## What you will do
Retype the entire listing, keeping every word as it is.

───

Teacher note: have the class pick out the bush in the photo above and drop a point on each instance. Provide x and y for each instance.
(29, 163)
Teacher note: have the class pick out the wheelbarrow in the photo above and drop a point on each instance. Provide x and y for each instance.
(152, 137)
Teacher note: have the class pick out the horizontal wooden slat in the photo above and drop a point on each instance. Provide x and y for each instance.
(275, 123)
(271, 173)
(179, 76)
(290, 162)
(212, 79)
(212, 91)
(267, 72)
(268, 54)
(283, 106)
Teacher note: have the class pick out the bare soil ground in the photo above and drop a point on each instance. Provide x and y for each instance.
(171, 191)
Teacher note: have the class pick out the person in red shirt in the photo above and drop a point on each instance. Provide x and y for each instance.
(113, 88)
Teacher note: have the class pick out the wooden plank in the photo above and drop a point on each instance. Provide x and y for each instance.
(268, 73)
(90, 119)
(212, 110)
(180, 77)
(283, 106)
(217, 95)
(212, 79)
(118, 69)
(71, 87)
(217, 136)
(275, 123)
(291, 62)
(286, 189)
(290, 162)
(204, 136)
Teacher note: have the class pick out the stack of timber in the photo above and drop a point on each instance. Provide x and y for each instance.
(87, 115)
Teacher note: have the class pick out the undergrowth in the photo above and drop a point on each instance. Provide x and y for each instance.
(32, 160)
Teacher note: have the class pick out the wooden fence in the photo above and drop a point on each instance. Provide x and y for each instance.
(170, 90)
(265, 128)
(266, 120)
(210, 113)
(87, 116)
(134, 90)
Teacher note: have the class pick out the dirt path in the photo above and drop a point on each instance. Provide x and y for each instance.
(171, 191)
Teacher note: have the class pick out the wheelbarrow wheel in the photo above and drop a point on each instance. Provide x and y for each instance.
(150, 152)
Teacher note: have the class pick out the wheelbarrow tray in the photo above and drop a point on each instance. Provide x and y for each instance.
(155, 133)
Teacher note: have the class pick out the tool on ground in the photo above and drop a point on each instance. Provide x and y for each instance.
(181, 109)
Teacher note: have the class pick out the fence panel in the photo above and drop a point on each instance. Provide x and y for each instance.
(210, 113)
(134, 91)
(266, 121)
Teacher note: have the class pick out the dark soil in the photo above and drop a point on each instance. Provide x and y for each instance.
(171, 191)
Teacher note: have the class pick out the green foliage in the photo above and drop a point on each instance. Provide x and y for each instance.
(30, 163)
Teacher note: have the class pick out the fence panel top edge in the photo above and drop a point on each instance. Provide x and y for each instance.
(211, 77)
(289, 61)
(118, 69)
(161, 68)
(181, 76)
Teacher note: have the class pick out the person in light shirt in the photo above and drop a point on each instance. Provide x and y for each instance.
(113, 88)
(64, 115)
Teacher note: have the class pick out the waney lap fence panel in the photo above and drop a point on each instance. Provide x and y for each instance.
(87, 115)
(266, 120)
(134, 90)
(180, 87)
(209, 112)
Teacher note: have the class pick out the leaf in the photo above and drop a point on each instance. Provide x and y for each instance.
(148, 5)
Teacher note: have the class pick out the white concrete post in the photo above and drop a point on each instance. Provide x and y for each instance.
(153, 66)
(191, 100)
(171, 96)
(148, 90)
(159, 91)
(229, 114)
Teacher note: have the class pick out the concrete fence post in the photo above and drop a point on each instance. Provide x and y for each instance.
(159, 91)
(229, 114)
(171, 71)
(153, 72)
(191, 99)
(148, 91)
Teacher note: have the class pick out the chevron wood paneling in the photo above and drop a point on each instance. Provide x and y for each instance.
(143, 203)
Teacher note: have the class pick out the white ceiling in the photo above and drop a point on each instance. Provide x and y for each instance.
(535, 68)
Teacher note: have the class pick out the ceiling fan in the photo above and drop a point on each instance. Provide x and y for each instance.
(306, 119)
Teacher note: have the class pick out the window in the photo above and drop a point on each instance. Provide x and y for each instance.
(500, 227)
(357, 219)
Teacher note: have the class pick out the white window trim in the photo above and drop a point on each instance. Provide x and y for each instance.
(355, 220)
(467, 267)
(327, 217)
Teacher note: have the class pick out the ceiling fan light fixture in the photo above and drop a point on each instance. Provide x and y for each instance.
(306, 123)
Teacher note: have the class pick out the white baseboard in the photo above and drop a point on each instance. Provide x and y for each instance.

───

## Exercise response
Teacher note: have the class pick out the bush in the photo above and drop a point on each instance. Provide x and y for each instance.
(29, 163)
Teacher note: have the class pick out the wheelbarrow in the photo above and drop a point on each instance. Provide x and y for each instance.
(152, 137)
Teacher note: have the class pick out the horizontal wooden slat in the photo above and drop a point on each instance. Provide x and y for each instance.
(275, 123)
(271, 173)
(179, 76)
(290, 162)
(212, 79)
(212, 91)
(267, 72)
(268, 54)
(283, 106)
Teacher note: have the class pick out the bare soil ground in the photo above and drop a point on each instance. Provide x and y for each instance.
(171, 191)
Teacher note: have the class pick out the person in red shirt in the photo above and drop a point on each instance. Provide x and y for each instance.
(113, 88)
Teacher note: have the class pick out the wooden plank in the photo above and drop a point on each instance. Provide x and y for each instance.
(268, 73)
(90, 119)
(212, 110)
(180, 77)
(283, 106)
(217, 95)
(212, 79)
(118, 69)
(71, 87)
(217, 136)
(275, 123)
(291, 62)
(286, 189)
(290, 162)
(204, 136)
Teacher note: have the class pick out the stack of timber in the photo above and drop a point on each instance. Provide x and y for each instance.
(87, 115)
Teacher note: have the class pick out the undergrowth in the photo above and drop a point on each instance. Provide x and y for each instance.
(32, 160)
Teacher note: have the class pick out the wooden fence in the photo above and drop a point on each instance. Provide x and y for each instance.
(170, 90)
(265, 128)
(266, 120)
(210, 113)
(87, 116)
(134, 90)
Teacher note: have the class pick out the dirt path in the photo above and drop a point on each instance. Provide x and y for each instance.
(171, 191)
Teacher note: have the class pick out the wheelbarrow wheel in the photo above and drop a point on each instance. Provide x and y for each instance.
(150, 152)
Teacher note: have the class pick out the wheelbarrow tray in the photo above and drop a point on each instance. Provide x and y for each instance.
(155, 133)
Teacher note: have the class pick out the tool on ground in the photo above and drop a point on each instance. Provide x and y for each instance.
(181, 109)
Teacher note: have the class pick out the fence panel in the photo above and drop a point on each instance. Provide x and y for each instance.
(210, 113)
(134, 91)
(266, 121)
Teacher note: have the class pick out the dark soil in the photo above and drop a point on each instance. Provide x and y for each instance.
(171, 191)
Teacher note: have the class pick out the green foliage in the photo above and drop a point on each instance. Provide x and y for each instance.
(30, 163)
Teacher note: have the class pick out the fence panel top edge in the photo above and drop a point on each instance. Provide x and y for each instance.
(211, 77)
(289, 61)
(118, 69)
(161, 68)
(181, 76)
Teacher note: have the class pick out the person in light shirt in the photo above and drop a point on each instance. Provide x and y for each instance.
(113, 88)
(64, 115)
Teacher note: have the class pick out the waney lap fence panel in the photo above and drop a point on each instance. Provide x and y for each instance.
(87, 115)
(266, 120)
(134, 90)
(180, 87)
(209, 112)
Teacher note: have the class pick out the leaf in the photo above and drop a point on each instance. Provide x and y for each instance.
(148, 5)
Teacher note: have the class pick out the white concrete post in the photo above and drop a point on each instance. Provide x and y for each instance.
(153, 66)
(191, 100)
(171, 96)
(148, 90)
(159, 91)
(229, 114)
Teacher note: have the class pick out the concrete fence post in the photo above and drop a point on each instance. Provide x and y for each instance.
(159, 91)
(229, 114)
(171, 71)
(153, 72)
(191, 99)
(148, 91)
Teacher note: have the class pick out the chevron wood paneling in the photo above and drop a point on each instance. Provide x and y for each instance.
(143, 203)
Teacher note: have the class pick out the white ceiling in the photo above and drop a point on each instance. Provide x and y for each instance.
(535, 68)
Teacher note: have the class pick out the ceiling fan in the photo above and drop a point on each instance. Provide x and y for each instance.
(306, 119)
Teacher note: have the class pick out the window in the photo above and drop a point on each instance. Provide x and y for each instance.
(500, 227)
(357, 219)
Teacher note: have the class pick out the white window trim in the photo above and drop a point on each instance. Provide x and y for each instance.
(355, 220)
(467, 267)
(327, 217)
Teacher note: have the class pick out the ceiling fan light fixture in the photo above and drop a point on each instance. Provide x and y for each instance.
(306, 123)
Teacher note: have the class pick out the white baseboard in the photo above and drop a point on each instance. Provide x and y for each instance.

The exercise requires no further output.